I wholeheartedly disagree. While mirrorless is more accurate, it's not granting more in focus shots than a SLT camera with hybrid detection like the A99II. All you have to do is put the AF expanded flexible spot on the eye of the incoming animal and you're done, sure alas, while keeping the focus reticle within place instead of relying on the camera tracking like a mirrorless does.

 

But probably you're actually right because your cameras work and mine does not 💁‍♂️

I also dislike them because they get dirty. I still have better light metering skills and subject tracking on an optional viewfinder though. As you and I may experience, EVF at 120fps is not enough to stop seeing the flickering screen.

I think it was pretty neat and the A77II and a99ii had superior ergonomics to anything Sony made and will ever make. The mirrorless cameras are also way less powerful, since the A99II could score 30 uncompressed lossless raw files ar 11.7fps with a 100% hit rate and constant exposure while the A7IV with the "brand new exmor rs chip" and six megapixels less is unable to handle uncompressed lossy raw files past 5fps. This and the fact that the EVF on Sony mirrorless cameras has to go from HD to 240P (BELOW the resolution of the a99ii/a77ii evf) tells us that these cameras are not powerful and instead face an endless spinning roulette of bottlenecks. Oh, did I forget that the A7IV has more color noise than the a99ii?

....

◆ What is needed
Carry the comment comparing SLT and mirrorless cameras forward from the point where it stops. The lines that come next are separate material and do not belong to the comment on cameras.

Some records:
....

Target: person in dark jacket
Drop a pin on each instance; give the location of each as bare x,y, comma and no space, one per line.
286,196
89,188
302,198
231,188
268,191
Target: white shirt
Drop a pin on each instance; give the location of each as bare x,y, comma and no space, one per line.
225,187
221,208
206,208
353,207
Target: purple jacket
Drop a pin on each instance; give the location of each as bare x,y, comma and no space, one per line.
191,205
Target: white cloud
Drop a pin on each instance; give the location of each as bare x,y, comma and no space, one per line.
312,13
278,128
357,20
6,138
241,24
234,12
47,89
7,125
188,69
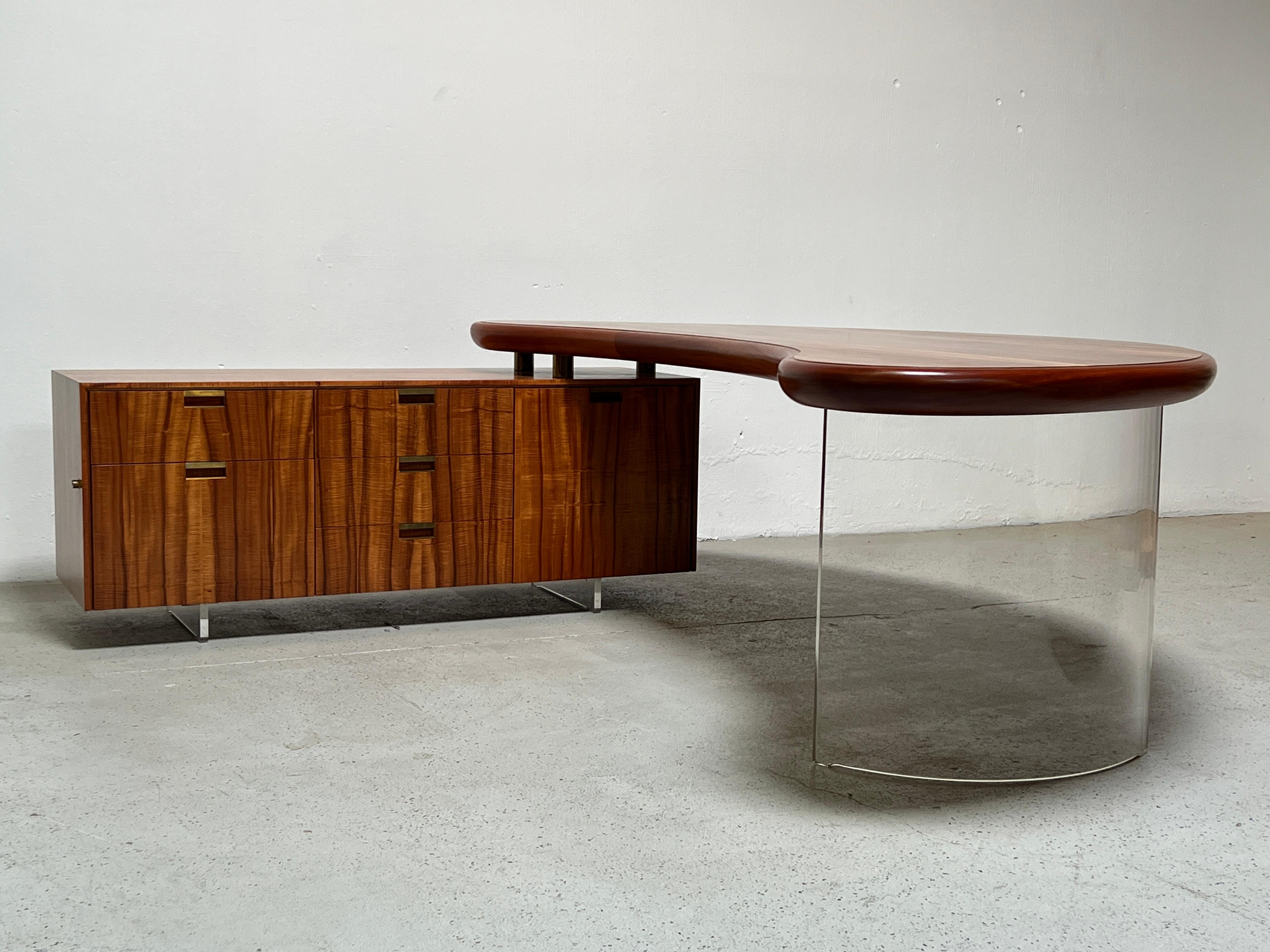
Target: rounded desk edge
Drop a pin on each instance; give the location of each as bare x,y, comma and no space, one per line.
933,390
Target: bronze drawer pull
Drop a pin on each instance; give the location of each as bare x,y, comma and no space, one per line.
205,471
417,464
205,398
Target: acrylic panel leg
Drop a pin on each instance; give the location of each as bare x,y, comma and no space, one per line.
193,619
1004,634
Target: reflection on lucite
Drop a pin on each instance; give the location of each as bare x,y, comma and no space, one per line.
1011,638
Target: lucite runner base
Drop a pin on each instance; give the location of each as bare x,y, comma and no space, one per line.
986,652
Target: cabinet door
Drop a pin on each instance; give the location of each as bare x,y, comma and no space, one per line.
186,534
605,482
178,426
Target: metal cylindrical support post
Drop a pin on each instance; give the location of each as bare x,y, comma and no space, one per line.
1005,634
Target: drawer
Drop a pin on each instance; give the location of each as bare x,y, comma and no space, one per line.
380,490
186,534
177,426
394,558
415,422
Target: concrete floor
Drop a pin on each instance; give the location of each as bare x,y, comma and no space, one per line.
488,770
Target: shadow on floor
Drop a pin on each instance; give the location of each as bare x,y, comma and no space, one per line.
976,676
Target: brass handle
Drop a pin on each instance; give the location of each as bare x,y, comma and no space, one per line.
417,464
206,471
205,398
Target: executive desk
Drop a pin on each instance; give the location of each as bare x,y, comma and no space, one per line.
1034,662
190,488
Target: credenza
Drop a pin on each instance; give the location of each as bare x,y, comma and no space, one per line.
191,488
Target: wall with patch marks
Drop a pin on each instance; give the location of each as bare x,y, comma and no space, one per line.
314,184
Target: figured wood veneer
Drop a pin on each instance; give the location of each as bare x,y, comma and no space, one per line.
603,488
366,422
157,427
163,539
370,490
375,559
293,484
892,371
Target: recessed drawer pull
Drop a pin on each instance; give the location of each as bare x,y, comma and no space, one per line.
417,395
416,530
205,471
205,398
417,464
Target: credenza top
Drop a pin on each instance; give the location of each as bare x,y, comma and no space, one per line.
366,377
892,371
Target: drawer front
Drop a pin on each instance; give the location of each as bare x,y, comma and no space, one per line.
176,426
415,422
394,558
177,534
380,490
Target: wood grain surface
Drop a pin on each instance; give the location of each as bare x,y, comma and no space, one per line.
375,559
892,371
605,489
341,379
366,422
155,427
371,490
162,539
72,508
271,492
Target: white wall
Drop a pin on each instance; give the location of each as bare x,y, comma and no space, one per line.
265,184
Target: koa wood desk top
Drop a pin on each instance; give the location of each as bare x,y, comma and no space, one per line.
892,371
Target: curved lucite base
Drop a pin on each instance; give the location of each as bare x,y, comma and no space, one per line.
848,768
1010,644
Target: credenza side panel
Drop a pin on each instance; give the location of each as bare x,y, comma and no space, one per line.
72,509
605,482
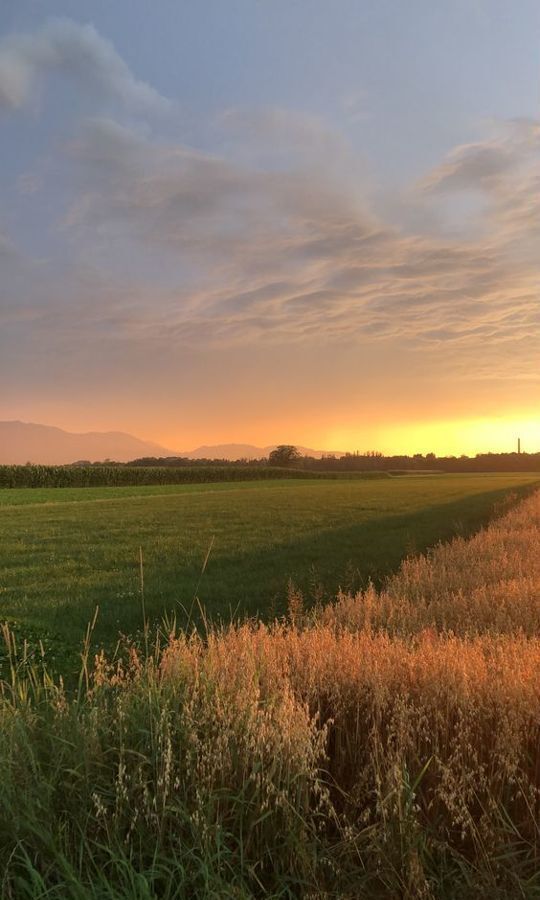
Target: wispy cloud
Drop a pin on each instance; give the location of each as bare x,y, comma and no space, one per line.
271,239
78,51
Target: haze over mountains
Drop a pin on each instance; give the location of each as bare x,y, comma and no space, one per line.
22,442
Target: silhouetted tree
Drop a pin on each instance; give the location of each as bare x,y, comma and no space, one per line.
284,455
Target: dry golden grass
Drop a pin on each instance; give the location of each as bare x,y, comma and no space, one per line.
489,583
388,746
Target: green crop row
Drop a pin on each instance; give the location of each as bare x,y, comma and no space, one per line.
115,476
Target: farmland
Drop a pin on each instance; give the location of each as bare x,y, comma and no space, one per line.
66,551
384,745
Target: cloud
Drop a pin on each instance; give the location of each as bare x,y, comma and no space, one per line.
79,52
201,250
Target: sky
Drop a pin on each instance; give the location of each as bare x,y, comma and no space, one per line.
273,221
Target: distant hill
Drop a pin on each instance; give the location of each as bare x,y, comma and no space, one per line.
22,442
245,451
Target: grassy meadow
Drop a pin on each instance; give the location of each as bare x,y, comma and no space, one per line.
222,549
386,745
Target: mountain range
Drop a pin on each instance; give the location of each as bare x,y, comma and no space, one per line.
22,442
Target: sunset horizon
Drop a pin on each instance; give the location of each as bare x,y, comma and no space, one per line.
307,226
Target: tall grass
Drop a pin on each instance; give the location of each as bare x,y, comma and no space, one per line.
367,751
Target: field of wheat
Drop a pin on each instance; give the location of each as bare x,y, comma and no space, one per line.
387,746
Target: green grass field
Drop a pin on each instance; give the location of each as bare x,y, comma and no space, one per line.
66,551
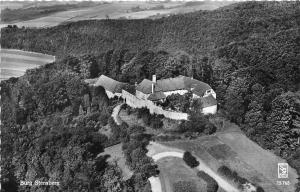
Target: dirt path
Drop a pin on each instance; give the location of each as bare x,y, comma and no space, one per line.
158,151
115,114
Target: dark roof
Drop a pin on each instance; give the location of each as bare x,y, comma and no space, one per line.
146,87
110,84
156,96
172,84
208,101
91,81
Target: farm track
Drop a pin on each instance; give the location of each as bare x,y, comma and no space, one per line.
154,147
14,63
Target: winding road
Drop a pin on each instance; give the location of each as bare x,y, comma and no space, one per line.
156,183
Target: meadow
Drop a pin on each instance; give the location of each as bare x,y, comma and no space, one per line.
117,10
242,155
14,62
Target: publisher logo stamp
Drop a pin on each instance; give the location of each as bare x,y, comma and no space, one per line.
283,170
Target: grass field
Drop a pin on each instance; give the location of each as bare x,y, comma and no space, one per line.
14,63
174,172
116,154
116,10
236,151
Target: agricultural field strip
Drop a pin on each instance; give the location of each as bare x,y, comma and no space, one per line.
25,53
13,71
115,11
6,60
17,65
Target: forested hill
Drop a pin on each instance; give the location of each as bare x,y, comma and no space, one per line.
248,52
198,32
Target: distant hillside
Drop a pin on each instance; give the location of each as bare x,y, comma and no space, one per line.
248,52
48,14
14,63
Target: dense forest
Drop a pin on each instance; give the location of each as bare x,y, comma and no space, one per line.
248,52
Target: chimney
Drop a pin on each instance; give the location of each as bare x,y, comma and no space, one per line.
154,78
152,87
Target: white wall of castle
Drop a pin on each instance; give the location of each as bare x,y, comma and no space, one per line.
210,110
210,92
112,95
181,92
141,95
136,102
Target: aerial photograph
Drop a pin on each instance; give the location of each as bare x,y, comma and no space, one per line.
150,96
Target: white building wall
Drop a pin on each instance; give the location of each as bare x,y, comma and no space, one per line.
141,95
210,110
109,94
210,92
135,102
181,92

....

◆ In response
Oh another issue i forgot to mention is that my a7iv is inconsistent during exposure, bracketing is off and yet I see a huge difference of about 0.7 EVs up and down between each shot.

TBH mirrorless is not at all superior to DSLR, it's just a new system that is still in development and already catching up until there is a busy background. What makes mirrorless cameras seem focus better is that they can drive more current to the lens motors than DSLR and have eye recognition but keep in mind Sony G lenses still use SSM technology in favor of stepper motors in every single one that is not the G Master line or the G 70-200 4 OSS II.

They probably went back to mirrorless for the portability, newer sensors and better lens quality, trust me, autofocus is NOT one of them because you really can't tell me that freezing movement while keeping focus is easy when even you admit that mirrorless cameras need certain exposures to autofocus during continuous drive.

The market forces me to stay mirrorless. I will save for the A1 II (also full of bottlenecks that none of Canon and Nikon have) but if I find the same issues with autofocus I will never use a Sony product again.

 

Feel confused? Well, fact of the day: Canon and Nikon are imaging companies selling cameras, Sony Alpha is a product selling a brand.

 

I will tell you later. Going to factory reset the camera.

Thank you in advance.

I understand that you are upset, but you are comparing an entry level full frame camera in the A7 IV with the absolute top of the line A99 II. Does that sound completely fair?

BTW: "uncompressed lossy RAW" is wrong - you can choose uncompressed, lossless compressed, or lossy compressed RAW - if it's uncompressed, it's not lossy; if it's lossy, it's not uncompressed.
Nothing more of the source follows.